Figli del principale crescono. Anzi no!

Ci sono un americano e due italiani… (certe storie iniziano sempre così)

Si conoscono un’estate di fine anni Novanta: tutti e tre ventenni, tutti e tre ricchi figli di imprenditori di successo, tutti e tre a viversi l’estate del giro di boa: quello che sancisce la fine dell’adolescenza e l’ingresso nell’età adulta; l’età delle scelte e delle prime assunzioni di responsabilità. Si chiamano Bob, Dario e Luca.
Passano insieme una bella vacanza, di quelle che la giovane età, qualche trasgressione e una buona compagnia rendono memorabile. In quel momento si sentono uguali: giovani, ricchi e con un futuro già spianato davanti. Promettono di tenersi in contatto e di ripetere la loro memorabile vacanza da lì a vent’anni.

Poi, come spesso accade, le vicende della vita hanno il sopravvento e dopo i primi mesi si perdono di vista.
Ognuno procede per la propria strada e non sa più nulla degli altri.

Ma una promessa è una promessa; e una promessa fatta a vent’anni ha la solennità dell’enfasi con cui si affronta tutto (o quasi) a quell’età.
Così, all’approssimarsi dell’estate 2018, Dario decide di ritrovare i due compagni di ventura per ripetere la vacanza memorabile. Si scrivono, organizzano e si ritrovano.

***

Obiettivo 1:
Riporta il tratto dell'estratto che va da "Ci sono un americano" fino a "perdono di vista.", rinominando "Bob" in "Roberto".
L'estratto e le righe non hanno alcun legame tra loro.

***

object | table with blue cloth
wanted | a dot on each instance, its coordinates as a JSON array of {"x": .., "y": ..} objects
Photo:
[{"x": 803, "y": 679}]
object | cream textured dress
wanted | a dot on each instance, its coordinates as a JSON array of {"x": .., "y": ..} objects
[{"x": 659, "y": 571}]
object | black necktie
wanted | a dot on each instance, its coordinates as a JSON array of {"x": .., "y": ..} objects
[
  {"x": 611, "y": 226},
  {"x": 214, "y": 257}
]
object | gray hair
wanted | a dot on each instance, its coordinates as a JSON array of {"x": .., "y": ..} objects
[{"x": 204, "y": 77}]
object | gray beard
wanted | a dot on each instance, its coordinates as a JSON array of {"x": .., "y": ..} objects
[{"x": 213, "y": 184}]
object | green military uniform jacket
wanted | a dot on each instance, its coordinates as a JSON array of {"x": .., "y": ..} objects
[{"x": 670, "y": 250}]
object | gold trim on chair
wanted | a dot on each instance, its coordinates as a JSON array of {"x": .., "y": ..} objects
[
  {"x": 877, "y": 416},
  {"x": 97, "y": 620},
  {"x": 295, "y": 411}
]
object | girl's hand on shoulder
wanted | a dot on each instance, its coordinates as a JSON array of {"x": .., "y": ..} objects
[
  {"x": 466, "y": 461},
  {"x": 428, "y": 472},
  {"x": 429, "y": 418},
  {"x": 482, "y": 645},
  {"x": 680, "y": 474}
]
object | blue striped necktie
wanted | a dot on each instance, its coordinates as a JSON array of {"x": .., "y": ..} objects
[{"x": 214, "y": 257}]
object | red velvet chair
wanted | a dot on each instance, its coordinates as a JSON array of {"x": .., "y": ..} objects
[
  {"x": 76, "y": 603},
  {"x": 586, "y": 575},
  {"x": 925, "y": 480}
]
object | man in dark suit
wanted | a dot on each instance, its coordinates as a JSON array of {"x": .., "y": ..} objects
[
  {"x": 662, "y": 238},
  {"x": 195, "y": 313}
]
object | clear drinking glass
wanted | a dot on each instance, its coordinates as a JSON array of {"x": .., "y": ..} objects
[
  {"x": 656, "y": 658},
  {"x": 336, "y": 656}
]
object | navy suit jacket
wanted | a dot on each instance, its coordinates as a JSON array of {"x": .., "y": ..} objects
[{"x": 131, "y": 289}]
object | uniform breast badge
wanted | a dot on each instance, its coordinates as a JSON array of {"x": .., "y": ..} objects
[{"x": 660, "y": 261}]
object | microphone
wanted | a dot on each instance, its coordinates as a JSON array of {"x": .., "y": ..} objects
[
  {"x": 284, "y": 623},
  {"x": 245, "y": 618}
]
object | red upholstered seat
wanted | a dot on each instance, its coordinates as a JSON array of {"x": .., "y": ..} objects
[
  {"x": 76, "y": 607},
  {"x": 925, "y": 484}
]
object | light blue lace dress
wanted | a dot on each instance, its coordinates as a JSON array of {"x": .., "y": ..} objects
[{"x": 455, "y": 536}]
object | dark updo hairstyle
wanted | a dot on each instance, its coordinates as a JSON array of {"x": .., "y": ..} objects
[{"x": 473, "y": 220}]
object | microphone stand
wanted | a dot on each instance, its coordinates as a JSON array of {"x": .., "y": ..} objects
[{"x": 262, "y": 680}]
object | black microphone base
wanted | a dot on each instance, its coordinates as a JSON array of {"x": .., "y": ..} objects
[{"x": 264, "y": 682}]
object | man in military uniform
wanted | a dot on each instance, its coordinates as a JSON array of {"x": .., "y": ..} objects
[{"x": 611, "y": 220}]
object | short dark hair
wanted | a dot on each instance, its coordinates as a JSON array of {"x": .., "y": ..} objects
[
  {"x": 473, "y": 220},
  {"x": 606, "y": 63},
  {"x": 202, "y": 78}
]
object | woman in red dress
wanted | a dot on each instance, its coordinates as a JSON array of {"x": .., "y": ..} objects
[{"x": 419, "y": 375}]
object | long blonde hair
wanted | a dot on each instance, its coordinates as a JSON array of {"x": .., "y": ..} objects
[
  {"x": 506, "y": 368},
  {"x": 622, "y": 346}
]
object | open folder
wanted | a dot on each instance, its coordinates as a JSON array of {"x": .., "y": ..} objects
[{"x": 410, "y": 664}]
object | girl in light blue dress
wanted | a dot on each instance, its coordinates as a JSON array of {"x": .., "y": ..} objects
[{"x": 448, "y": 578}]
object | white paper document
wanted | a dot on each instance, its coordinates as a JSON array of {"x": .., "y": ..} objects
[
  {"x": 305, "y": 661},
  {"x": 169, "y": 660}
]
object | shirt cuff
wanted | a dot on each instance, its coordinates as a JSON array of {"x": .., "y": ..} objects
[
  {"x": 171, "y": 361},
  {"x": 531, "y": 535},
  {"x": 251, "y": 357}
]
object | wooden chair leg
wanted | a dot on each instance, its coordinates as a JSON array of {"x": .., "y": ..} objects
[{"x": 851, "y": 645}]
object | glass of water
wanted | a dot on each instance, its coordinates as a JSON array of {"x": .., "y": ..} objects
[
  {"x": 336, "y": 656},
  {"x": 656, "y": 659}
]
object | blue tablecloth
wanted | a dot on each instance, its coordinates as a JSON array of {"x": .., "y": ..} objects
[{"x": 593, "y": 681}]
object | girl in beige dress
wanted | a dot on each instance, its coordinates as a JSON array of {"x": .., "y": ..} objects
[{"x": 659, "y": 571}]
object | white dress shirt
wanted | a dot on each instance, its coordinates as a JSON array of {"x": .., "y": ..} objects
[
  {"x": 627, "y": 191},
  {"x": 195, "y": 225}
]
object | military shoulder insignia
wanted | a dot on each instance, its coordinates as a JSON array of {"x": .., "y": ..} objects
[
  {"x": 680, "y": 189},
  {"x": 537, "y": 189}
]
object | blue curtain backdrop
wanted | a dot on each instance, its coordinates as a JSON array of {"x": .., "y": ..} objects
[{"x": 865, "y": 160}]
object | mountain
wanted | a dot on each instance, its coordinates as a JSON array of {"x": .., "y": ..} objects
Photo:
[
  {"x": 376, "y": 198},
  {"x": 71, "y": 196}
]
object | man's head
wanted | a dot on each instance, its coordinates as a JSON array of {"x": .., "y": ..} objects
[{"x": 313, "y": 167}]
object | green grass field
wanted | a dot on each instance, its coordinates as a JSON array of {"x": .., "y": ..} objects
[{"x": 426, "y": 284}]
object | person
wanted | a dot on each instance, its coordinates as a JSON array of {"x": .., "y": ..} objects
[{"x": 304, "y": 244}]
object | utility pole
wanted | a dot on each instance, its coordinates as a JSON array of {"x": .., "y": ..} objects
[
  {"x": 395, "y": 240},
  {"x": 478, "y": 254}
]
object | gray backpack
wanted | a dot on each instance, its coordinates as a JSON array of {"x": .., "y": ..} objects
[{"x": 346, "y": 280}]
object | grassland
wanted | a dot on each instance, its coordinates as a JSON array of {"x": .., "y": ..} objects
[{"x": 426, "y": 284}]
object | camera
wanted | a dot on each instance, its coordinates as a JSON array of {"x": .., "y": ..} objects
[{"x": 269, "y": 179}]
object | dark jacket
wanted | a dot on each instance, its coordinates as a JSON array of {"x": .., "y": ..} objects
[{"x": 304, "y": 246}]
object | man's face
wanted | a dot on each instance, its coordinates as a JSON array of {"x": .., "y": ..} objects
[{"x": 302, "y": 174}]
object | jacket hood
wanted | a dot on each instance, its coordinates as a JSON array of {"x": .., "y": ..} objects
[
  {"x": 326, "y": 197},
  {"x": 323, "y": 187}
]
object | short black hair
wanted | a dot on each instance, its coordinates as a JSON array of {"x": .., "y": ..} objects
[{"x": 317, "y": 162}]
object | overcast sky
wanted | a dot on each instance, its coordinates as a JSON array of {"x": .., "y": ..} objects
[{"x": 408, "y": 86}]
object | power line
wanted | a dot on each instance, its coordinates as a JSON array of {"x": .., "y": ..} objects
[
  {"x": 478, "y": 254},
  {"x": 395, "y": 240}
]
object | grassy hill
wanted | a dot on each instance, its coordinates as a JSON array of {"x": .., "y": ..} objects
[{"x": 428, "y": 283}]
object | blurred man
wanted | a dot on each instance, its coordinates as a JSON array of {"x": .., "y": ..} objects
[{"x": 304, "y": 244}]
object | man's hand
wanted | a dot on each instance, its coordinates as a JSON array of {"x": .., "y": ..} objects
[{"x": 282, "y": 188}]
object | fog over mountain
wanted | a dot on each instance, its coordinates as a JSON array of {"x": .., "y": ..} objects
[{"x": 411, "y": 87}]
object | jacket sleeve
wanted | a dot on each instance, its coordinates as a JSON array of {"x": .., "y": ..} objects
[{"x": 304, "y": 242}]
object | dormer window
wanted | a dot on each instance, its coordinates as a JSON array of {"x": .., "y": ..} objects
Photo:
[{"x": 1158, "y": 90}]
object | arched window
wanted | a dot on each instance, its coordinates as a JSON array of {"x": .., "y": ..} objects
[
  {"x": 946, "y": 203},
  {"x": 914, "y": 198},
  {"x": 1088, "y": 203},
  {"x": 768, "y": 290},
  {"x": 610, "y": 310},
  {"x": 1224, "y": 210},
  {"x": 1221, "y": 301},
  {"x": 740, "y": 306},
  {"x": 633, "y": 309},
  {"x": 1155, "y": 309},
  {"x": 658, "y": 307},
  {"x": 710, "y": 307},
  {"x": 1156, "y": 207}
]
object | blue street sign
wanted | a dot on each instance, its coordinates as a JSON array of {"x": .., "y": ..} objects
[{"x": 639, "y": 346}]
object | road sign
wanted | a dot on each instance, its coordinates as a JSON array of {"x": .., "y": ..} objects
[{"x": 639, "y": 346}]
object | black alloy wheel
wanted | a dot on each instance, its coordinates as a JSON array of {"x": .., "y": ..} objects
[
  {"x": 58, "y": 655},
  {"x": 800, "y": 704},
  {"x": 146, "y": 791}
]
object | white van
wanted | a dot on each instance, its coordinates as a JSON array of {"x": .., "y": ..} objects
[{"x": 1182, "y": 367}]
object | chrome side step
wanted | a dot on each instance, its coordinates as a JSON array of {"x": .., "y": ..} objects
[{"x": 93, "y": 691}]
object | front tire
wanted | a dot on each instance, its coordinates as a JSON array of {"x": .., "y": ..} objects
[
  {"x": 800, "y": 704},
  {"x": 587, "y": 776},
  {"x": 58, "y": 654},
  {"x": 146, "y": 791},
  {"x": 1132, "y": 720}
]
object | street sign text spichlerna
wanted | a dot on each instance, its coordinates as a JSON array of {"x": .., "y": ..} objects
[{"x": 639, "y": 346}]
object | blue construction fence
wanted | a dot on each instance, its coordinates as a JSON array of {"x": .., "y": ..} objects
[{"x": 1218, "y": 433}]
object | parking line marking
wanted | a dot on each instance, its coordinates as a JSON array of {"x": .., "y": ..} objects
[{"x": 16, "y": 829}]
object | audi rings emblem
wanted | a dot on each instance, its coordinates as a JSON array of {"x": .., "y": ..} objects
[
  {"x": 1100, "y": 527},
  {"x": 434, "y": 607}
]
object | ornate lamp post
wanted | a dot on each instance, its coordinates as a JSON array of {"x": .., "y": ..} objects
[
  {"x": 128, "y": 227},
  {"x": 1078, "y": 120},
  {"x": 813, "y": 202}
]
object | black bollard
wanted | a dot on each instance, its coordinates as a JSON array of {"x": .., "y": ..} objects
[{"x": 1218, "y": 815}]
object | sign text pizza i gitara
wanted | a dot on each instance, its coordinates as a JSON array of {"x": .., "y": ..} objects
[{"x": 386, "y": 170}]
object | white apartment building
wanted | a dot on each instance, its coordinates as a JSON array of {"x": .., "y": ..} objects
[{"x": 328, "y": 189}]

***

Obiettivo 2:
Individua tutte le righe che contengono la parola "window" e copiale.

Risposta completa 1:
Ci sono un americano e due italiani… (certe storie iniziano sempre così)

Si conoscono un’estate di fine anni Novanta: tutti e tre ventenni, tutti e tre ricchi figli di imprenditori di successo, tutti e tre a viversi l’estate del giro di boa: quello che sancisce la fine dell’adolescenza e l’ingresso nell’età adulta; l’età delle scelte e delle prime assunzioni di responsabilità. Si chiamano Roberto, Dario e Luca.
Passano insieme una bella vacanza, di quelle che la giovane età, qualche trasgressione e una buona compagnia rendono memorabile. In quel momento si sentono uguali: giovani, ricchi e con un futuro già spianato davanti. Promettono di tenersi in contatto e di ripetere la loro memorabile vacanza da lì a vent’anni.

Poi, come spesso accade, le vicende della vita hanno il sopravvento e dopo i primi mesi si perdono di vista.

Risposta completa 2:
object | dormer window
object | arched window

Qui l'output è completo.